* [待办任务]:
[1] 根据关于EMD方法的文章,回答下列问题:
(a) EMD分解的假设条件要求数据至少有几个极值?
(b) 上包络线是用什么函数拟合形成的?
(c) 分解过程被形象地称为什么过程?
[2] 请从关于EMD方法的文章中摘录从“事实上,世界上几乎不存在理想”到“经验模态分解的基本思想:将一个频率不规则的波化为多个单一频率的波+残波的形式。原波形 = ∑ IMFs + 余波。”的原文。
[3] 请接着关于EMD方法的文章往下续写,从文中最后出现的内容之后开始。

* [文档节选]:
■ ■ ■ ■ ■ ■ ■
反之,如果样本时间序列的本质特征只存在于所发生的当期,并不会延续到未来,亦即样本时间序列的均值、方差、协方差非常数,则这样一个时间序列不足以昭示未来,我们便称这样的样本时间序列是非平稳的。

形象地理解,平稳性就是要求经由样本时间序列所得到的拟合曲线在未来的一段期间内仍能顺着现有的形态“惯性”地延续下去;如果数据非平稳,则说明样本拟合曲线的形态不具有“惯性”延续的特点,也就是基于未来将要获得的样本时间序列所拟合出来的曲线将迥异于当前的样本拟合曲线。

事实上,世界上几乎不存在理想的“平稳”时间序列。欧阳首承教授曾指出:“平稳序列性消除了小概率事件”。即在欧阳教授的溃变论看来,EMD这一方法也是有问题的。但是,该方法确实扩展了平稳化这一传统思想的应用范围,即扩展到了对任何类型的时间序列的处理,也是了不起的新进展。

2:EMD方法:

EMD 方法在理论上可以应用于任何类型的时间序列(信号)的分解,因而在处理非平稳及非线性数据上,比之前的平稳化方法更具有明显的优势。所以,EMD方法一经提出就在不同的工程领域得到了迅速有效的应用,例如用在海洋、大气、天体观测资料与地球物理记录分析等方面。
该方法的关键是它能使复杂信号分解为有限个本征模函数(Intrinsic Mode Function,简称IMF),所分解出来的各IMF分量包含了原信号的不同时间尺度的局部特征信号。EMD分解方法是基于以下假设条件:
⑴数据至少有两个极值,一个最大值和一个最小值;
⑵数据的局部时域特性是由极值点间的时间尺度唯一确定;
⑶如果数据没有极值点但有拐点,则可以通过对数据微分一次或多次求得极值,然后再通过积分来获得分解结果。
经验模态分解的基本思想:将一个频率不规则的波化为多个单一频率的波+残波的形式。原波形 = ∑ IMFs + 余波。
    这种方法的本质是通过数据的特征时间尺度来获得本征波动模式,然后分解数据。这种分解过程可以形象地称之为“筛选(sifting)”过程。
分解过程是:找出原数据序列X(t)所有的极大值点并用三次样条插值函数拟合形成原数据的上包络线;同样,找出所有的极小值点,并将所有的极小值点通过三次样条插值函数拟合形成数据的下包络线,上包络线和下包络线的均值记作ml(其实,有学者将平均值改用中位值,可能更合理,因为是非平稳时间序列),将原数据序列X(t)减去该平均包络ml,得到一个新的数据序列hl,:
X(t)-ml=hl
由原数据减去包络平均后的新数据,若还存在负的局部极大值和正的局部极小值,说明这还不是一个本征模函数,需要继续进行“筛选”。如下图示意:EMD经验模态分解
EMD的Python代码实现如下:
# -*- coding: utf-8 -*-
"""
■ ■ ■ ■ ■ ■ ■
* [所给资料]:

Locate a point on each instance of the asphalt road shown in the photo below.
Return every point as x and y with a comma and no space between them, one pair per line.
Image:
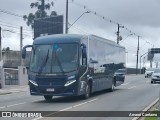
134,95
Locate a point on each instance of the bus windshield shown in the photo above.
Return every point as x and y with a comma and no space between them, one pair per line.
56,58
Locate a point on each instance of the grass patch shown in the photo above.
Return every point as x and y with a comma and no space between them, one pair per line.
153,112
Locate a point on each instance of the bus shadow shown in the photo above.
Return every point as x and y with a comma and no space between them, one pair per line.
73,99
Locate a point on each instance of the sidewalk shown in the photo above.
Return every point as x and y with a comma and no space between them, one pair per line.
9,89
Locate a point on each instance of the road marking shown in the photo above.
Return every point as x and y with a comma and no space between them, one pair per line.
125,83
67,108
80,104
155,84
2,107
15,104
147,108
132,87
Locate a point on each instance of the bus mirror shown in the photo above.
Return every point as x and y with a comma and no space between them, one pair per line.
84,54
24,51
93,61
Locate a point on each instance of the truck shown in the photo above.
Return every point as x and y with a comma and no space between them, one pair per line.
73,65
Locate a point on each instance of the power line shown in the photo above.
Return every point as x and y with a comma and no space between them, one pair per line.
11,13
101,16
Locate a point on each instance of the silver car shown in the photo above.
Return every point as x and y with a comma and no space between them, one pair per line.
149,72
155,76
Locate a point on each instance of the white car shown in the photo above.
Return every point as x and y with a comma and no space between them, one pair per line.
149,72
155,76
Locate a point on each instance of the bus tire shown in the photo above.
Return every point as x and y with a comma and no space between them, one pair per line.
87,91
112,86
48,97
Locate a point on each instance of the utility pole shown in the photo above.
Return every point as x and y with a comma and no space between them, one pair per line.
118,37
21,43
137,57
66,31
0,44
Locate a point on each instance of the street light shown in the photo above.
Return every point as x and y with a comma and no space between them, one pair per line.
78,18
118,37
140,60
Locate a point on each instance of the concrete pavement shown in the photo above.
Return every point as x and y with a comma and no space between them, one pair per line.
13,89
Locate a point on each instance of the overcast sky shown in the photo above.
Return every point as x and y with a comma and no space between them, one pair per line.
142,17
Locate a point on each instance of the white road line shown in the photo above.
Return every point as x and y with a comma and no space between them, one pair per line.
92,100
125,83
155,84
147,108
80,104
67,108
15,104
2,107
132,87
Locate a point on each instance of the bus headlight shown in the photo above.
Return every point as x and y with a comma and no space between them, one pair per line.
69,82
33,82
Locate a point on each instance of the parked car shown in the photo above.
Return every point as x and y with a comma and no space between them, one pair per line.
155,76
149,72
120,74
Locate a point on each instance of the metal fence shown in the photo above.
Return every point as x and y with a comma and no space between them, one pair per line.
11,76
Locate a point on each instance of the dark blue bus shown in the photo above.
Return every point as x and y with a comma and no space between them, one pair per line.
73,65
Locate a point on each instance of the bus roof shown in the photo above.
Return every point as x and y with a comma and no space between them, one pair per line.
58,38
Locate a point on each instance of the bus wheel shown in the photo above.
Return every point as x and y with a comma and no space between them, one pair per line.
112,86
87,91
48,97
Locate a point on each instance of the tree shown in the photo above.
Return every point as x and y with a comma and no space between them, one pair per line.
41,11
6,49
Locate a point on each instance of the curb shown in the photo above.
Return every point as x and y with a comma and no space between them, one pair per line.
147,108
5,93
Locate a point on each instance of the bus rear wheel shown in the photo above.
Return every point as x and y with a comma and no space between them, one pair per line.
48,97
112,88
87,91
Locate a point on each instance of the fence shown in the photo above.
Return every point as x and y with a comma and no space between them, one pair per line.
11,76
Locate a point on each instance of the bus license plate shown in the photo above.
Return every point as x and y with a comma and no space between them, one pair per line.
50,89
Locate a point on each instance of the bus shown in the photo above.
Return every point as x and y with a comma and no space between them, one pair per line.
73,65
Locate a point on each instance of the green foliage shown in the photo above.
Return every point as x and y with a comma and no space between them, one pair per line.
41,7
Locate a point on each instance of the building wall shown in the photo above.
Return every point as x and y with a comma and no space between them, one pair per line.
12,59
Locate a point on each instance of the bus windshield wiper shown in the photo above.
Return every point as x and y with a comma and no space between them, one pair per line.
59,63
43,63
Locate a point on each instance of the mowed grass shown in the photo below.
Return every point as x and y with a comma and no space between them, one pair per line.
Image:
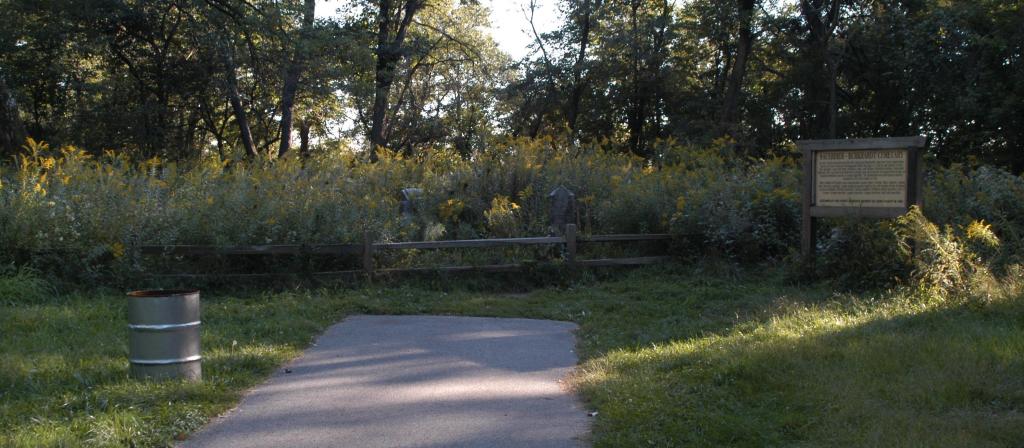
670,357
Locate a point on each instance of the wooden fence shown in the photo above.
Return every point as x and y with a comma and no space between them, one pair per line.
368,249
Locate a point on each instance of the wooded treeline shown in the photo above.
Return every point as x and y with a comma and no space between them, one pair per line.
252,78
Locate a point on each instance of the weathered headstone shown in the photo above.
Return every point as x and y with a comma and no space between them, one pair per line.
562,209
408,204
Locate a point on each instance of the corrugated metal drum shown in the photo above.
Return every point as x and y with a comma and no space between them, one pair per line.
164,334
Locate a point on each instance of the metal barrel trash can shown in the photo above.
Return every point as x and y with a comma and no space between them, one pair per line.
163,342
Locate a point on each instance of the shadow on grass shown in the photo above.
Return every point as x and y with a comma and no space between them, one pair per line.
823,376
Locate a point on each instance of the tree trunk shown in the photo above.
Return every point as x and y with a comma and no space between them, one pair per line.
744,42
11,129
304,138
388,53
821,17
236,100
578,84
292,75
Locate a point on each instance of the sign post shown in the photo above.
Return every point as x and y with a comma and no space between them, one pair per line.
863,177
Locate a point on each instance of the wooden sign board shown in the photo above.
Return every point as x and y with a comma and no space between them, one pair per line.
865,177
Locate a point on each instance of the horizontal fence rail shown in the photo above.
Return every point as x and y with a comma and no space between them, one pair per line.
368,249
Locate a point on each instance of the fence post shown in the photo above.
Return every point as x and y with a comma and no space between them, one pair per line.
368,253
570,243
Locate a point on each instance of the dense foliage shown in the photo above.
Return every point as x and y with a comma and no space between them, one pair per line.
68,211
186,78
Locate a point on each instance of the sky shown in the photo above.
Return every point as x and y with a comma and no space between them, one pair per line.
508,20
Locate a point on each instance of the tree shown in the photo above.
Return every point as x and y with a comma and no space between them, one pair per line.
393,20
292,75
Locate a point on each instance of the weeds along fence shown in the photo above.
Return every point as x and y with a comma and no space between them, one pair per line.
369,249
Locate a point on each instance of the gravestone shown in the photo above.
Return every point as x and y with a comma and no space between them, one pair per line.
562,209
408,204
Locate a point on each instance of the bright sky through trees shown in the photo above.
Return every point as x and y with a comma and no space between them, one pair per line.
508,21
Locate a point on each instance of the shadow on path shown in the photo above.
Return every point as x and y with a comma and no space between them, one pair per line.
417,382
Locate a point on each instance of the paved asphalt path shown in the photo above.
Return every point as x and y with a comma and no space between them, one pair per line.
416,382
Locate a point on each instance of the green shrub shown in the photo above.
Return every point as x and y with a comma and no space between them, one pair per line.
23,285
■ ■ ■ ■ ■ ■ ■
* [逐题答案]:
[1]
(a) 至少有两个极值,一个最大值和一个最小值。
(b) 三次样条插值函数。
(c) “筛选(sifting)”过程。

[2]
事实上,世界上几乎不存在理想的“平稳”时间序列。欧阳首承教授曾指出:“平稳序列性消除了小概率事件”。即在欧阳教授的溃变论看来,EMD这一方法也是有问题的。但是,该方法确实扩展了平稳化这一传统思想的应用范围,即扩展到了对任何类型的时间序列的处理,也是了不起的新进展。

2:EMD方法:

EMD 方法在理论上可以应用于任何类型的时间序列(信号)的分解,因而在处理非平稳及非线性数据上,比之前的平稳化方法更具有明显的优势。所以,EMD方法一经提出就在不同的工程领域得到了迅速有效的应用,例如用在海洋、大气、天体观测资料与地球物理记录分析等方面。
该方法的关键是它能使复杂信号分解为有限个本征模函数(Intrinsic Mode Function,简称IMF),所分解出来的各IMF分量包含了原信号的不同时间尺度的局部特征信号。EMD分解方法是基于以下假设条件:
⑴数据至少有两个极值,一个最大值和一个最小值;
⑵数据的局部时域特性是由极值点间的时间尺度唯一确定;
⑶如果数据没有极值点但有拐点,则可以通过对数据微分一次或多次求得极值,然后再通过积分来获得分解结果。
经验模态分解的基本思想:将一个频率不规则的波化为多个单一频率的波+残波的形式。原波形 = ∑ IMFs + 余波。

[3]
Created on Tue Jan 10 15:28:19 2017

@author: admin

EMD算法,经验模态分解方法
ismonotonic 判定当前的时间序列是否是单调序列
findpeaks 寻找当前时间序列的极值点
isImf 判断当前的序列是否为IMF序列
getspline 获取当前样条曲线
emd 经验模态分解方法
"""
import numpy as np 

from scipy.interpolate import interp1d



#判定当前的时间序列是否是单调序列
def ismonotonic(x):
    max_peaks=findpeaks(x)
    min_peaks=findpeaks(-1*x)
    all_num=len(max_peaks)*len(min_peaks)
    if all_num>0:
        return False
    else:
        return True
        
#寻找当前时间序列的极值点
def findpeaks(x):
    
    df_index=np.nonzero(np.diff((np.diff(x)>0)+0)<0)
    
    u_data=np.nonzero((x[df_index[0]+1]>x[df_index[0]]))
    df_index[0][u_data[0]]+=1
    
    return df_index[0]
#判断当前的序列是否为IMF序列
def isImf(x):
    N=np.size(x)
    pass_zero=np.sum(x[0:N-2]*x[1:N-1]<0)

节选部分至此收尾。